### SUPPLIED DATA
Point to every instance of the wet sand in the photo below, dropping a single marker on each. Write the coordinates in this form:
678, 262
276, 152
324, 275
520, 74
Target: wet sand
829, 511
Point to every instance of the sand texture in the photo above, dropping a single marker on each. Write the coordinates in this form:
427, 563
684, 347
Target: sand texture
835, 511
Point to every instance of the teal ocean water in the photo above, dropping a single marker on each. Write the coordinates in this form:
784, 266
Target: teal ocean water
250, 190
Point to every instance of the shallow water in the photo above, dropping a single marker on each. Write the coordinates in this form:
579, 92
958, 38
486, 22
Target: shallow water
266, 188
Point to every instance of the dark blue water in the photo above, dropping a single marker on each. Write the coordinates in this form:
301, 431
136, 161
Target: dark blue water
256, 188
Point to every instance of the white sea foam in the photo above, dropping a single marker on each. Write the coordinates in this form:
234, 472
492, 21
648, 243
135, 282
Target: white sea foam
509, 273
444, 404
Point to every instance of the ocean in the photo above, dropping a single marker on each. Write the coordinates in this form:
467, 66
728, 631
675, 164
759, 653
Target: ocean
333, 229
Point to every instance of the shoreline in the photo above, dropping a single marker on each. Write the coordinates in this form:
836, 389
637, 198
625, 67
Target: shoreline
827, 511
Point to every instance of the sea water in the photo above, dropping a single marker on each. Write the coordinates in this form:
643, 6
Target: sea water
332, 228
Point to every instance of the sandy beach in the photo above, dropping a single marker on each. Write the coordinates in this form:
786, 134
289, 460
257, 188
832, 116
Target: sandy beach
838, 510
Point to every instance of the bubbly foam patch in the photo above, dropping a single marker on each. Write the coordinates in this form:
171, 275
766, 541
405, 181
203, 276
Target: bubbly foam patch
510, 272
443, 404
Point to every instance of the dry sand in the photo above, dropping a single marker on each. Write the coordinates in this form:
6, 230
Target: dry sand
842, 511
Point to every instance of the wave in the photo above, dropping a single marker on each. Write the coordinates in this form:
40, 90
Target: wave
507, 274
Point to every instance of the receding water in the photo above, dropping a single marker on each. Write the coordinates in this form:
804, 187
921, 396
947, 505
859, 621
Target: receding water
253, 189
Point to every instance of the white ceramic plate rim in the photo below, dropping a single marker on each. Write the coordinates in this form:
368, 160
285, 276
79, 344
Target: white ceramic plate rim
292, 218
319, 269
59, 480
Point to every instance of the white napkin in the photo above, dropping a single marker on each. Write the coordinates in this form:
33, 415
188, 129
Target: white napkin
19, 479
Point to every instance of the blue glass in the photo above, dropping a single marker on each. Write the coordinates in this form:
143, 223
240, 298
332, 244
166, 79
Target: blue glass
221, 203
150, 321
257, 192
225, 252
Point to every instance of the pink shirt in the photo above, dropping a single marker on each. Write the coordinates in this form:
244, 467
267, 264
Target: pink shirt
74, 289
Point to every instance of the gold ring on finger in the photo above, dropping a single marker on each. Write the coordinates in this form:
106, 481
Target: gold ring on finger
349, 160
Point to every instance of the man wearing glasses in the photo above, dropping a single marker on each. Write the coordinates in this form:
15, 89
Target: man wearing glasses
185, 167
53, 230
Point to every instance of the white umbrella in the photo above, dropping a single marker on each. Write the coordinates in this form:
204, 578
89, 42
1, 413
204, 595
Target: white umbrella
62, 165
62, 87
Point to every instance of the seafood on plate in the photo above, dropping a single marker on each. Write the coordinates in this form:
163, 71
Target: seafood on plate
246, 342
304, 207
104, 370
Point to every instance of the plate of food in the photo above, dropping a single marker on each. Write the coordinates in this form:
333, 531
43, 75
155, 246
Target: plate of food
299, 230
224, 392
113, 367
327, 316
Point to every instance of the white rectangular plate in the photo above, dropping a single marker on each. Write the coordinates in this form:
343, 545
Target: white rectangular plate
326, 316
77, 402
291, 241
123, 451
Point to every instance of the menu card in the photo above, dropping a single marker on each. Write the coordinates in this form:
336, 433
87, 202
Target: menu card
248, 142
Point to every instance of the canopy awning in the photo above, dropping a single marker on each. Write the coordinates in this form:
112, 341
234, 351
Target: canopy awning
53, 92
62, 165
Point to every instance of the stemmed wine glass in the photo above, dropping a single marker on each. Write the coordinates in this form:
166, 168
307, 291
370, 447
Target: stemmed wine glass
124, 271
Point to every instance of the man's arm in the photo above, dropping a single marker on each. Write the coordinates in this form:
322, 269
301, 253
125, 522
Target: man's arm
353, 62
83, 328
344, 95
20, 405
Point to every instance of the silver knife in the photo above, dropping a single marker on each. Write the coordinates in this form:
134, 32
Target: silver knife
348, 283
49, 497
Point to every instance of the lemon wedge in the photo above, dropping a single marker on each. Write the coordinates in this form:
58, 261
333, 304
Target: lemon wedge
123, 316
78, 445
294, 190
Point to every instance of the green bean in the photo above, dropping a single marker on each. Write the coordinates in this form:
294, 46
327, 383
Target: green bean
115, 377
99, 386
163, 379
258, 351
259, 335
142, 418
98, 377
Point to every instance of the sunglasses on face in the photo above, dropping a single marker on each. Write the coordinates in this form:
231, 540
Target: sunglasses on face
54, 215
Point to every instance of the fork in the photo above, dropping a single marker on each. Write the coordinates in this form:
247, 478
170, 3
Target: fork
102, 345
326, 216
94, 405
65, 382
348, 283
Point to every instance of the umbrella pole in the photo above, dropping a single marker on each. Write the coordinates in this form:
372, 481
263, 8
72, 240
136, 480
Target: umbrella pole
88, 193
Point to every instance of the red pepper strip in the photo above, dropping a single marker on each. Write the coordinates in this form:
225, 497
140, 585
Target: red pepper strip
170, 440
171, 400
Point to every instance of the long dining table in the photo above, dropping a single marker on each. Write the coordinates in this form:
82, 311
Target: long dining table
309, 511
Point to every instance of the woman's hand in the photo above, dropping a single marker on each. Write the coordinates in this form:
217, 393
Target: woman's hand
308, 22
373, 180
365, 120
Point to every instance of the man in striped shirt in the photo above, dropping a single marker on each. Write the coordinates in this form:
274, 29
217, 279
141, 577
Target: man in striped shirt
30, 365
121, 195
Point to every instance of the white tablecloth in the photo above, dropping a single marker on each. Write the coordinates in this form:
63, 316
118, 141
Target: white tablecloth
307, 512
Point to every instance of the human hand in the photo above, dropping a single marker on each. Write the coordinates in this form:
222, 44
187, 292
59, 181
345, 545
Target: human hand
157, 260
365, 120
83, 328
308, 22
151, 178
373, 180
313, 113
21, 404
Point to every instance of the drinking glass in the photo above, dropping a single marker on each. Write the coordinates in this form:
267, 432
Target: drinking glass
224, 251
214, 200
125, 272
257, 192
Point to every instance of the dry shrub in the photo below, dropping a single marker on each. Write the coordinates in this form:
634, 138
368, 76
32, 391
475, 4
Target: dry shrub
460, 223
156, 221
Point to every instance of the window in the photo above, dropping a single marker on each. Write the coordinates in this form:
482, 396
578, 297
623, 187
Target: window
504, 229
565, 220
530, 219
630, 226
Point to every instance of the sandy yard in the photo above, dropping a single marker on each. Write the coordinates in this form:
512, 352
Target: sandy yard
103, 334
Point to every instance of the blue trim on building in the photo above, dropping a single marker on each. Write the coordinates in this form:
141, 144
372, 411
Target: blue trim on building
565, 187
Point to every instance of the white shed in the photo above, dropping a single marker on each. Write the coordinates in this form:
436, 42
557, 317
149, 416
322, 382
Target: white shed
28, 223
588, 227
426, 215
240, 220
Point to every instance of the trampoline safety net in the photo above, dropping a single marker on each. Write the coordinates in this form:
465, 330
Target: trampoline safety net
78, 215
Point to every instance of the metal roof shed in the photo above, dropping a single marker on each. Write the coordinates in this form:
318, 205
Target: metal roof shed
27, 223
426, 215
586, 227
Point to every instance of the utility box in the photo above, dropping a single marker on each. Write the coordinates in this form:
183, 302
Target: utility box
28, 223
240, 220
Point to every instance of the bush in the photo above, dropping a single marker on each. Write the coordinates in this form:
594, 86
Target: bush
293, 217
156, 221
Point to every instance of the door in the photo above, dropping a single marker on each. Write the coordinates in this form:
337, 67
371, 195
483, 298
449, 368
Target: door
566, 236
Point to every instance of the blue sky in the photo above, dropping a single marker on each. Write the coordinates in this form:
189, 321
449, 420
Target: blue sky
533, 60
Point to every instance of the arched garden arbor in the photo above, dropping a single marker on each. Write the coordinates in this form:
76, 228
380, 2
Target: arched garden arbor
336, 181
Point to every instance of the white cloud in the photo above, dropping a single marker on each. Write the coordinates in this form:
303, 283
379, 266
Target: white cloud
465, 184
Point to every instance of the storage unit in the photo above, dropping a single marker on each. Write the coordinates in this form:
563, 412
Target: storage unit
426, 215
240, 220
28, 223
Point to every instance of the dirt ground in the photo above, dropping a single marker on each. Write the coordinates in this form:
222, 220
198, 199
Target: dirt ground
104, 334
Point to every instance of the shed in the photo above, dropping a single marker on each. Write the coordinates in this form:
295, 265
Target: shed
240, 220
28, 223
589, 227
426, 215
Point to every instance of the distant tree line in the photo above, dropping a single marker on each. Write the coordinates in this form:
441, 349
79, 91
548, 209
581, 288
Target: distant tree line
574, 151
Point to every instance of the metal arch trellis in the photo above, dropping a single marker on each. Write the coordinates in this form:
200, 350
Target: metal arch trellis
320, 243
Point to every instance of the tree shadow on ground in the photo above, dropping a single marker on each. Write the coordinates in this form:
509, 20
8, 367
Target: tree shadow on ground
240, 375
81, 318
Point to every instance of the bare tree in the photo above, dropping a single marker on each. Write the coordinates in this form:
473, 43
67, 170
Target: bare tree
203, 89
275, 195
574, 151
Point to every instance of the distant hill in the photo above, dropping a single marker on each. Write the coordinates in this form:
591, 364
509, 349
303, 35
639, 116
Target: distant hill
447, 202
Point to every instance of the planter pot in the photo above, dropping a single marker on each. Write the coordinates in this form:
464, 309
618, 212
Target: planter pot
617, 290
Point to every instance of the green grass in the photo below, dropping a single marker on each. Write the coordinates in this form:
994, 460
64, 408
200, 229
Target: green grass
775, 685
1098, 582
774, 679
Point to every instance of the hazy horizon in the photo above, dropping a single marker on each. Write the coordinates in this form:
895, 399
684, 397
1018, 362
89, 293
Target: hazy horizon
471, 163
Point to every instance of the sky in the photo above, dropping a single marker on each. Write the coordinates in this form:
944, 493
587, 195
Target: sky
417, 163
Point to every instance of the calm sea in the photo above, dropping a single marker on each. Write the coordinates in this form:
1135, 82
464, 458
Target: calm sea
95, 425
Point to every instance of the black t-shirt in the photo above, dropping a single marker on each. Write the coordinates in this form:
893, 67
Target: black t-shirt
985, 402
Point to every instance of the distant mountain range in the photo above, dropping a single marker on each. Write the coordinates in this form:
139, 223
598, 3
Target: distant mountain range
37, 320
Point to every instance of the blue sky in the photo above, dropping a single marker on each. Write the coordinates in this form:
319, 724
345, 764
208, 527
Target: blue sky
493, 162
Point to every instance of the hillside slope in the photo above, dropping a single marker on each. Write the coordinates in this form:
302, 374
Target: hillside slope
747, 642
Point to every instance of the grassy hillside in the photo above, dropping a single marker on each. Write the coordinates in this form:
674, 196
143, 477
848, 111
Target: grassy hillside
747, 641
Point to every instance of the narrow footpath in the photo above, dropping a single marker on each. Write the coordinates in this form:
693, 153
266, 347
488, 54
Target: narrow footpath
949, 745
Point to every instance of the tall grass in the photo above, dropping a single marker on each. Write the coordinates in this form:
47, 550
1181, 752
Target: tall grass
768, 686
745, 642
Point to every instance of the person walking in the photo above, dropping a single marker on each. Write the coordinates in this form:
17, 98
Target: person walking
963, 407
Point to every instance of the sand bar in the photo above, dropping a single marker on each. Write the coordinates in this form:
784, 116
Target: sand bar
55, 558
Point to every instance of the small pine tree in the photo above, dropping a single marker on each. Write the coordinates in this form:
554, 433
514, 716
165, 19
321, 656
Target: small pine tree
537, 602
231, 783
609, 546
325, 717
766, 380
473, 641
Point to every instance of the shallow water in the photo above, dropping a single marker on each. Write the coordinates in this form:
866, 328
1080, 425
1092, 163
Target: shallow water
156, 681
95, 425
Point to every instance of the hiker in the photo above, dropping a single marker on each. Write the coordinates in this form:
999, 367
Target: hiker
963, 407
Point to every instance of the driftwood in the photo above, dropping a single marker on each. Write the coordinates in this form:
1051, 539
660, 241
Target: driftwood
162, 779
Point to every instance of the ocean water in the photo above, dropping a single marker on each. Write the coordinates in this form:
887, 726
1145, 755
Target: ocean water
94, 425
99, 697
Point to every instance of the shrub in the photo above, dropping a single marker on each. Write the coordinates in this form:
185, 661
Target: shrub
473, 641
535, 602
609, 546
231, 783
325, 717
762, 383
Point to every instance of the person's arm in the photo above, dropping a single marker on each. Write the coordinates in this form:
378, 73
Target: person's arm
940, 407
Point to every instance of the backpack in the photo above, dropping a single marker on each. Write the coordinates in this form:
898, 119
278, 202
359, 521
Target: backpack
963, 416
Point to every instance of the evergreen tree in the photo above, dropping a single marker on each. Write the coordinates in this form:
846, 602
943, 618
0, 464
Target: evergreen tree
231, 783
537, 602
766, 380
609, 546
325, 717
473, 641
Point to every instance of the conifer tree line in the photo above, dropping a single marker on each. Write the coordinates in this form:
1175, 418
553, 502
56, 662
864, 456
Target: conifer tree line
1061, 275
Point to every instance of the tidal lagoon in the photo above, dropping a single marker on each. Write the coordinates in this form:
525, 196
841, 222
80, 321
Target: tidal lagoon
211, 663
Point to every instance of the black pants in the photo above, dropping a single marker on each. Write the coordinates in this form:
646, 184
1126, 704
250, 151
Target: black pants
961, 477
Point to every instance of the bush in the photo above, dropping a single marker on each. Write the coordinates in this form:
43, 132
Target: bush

### PROBLEM
Rewrite the part of the listing above that starts with the line containing "Point to every instance of the conifer" and runs through the end of the listing, switching "tidal lagoon" to "salt marsh" and leaving everything else unchanged.

### EXPECTED OUTPUT
Point to every instance of the conifer tree line in the photo above, dropping a single marker on each. Write the coordinates in this form:
1175, 418
553, 502
56, 662
864, 456
Target: conifer tree line
1061, 275
Point to every instance of the salt marsh in the photo above, dropping a single marker on each. Write the coordinates in this form:
525, 196
841, 222
80, 321
Target: salt marsh
211, 663
Point to every instance of the black pants in the photo above, dropping a single marker on each. Write the coordinates in this form:
646, 184
1126, 704
250, 151
Target: black pants
961, 477
Point to every instance of the bush in the photo above, dropping a single marker on each. Write the coordinates in this form:
43, 132
Target: bush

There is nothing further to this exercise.